#### Document section
Studio album by Brightblack Morning Light
- Released: June 20, 2006
- Genre: Dream pop
- Length: 52:49
- Label: Matador

Brightblack Morning Light chronology
| Ala.Cali.Tucky (2004) | Brightblack Morning Light (2006) | Motion to Rejoin (2008) |

= Brightblack Morning Light (album) =

Brightblack Morning Light is the first studio album by American musical group Brightblack Morning Light. The album was released on June 20, 2006, by Matador Records.

== Critical reception ==

Brightblack Morning Light was named the 36th best album of 2006 by Pitchfork. In 2018, Pitchfork listed it at number 23 on its list of the 30 best dream pop albums.

#### Raw data

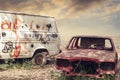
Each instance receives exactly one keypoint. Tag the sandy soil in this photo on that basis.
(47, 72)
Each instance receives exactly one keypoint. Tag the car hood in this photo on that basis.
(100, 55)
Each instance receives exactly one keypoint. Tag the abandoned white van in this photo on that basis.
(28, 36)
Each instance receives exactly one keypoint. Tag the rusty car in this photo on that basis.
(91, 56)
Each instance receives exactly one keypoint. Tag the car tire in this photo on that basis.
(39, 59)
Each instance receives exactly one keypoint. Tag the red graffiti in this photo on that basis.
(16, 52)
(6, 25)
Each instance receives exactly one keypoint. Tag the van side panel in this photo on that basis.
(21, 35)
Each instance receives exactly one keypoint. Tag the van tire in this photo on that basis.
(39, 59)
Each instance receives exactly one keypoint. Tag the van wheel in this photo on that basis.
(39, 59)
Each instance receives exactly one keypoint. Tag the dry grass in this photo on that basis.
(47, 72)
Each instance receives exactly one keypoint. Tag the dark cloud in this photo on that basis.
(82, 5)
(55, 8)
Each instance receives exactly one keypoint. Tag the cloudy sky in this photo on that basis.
==
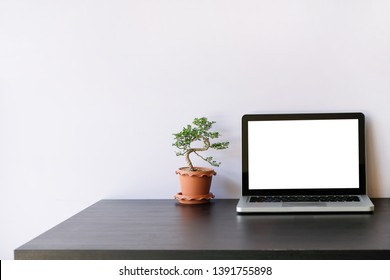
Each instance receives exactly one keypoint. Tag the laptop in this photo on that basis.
...
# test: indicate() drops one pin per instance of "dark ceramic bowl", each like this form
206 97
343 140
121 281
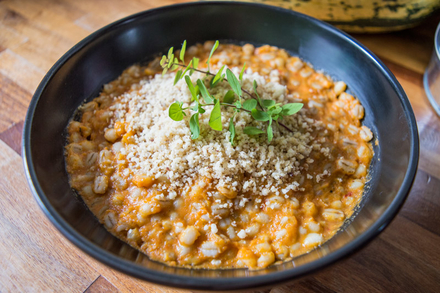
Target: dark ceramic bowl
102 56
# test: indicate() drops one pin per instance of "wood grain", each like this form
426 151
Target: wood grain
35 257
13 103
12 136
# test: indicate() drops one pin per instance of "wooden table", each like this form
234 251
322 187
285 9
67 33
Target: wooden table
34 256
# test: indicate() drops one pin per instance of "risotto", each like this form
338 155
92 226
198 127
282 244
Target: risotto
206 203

#### Given request 1
Answer these questions using the entry on the Brightblack Morning Light album, each on its own line:
(a) Which label released the album?
(b) What is the album's running length?
(c) In 2018, at what number did Pitchfork place the album on its list of the 30 best dream pop albums?
#### Given request 2
List every album named in the chronology section of the Brightblack Morning Light entry, with its year.

#### Written response 1
(a) Matador
(b) 52:49
(c) 23

#### Written response 2
Ala.Cali.Tucky (2004)
Brightblack Morning Light (2006)
Motion to Rejoin (2008)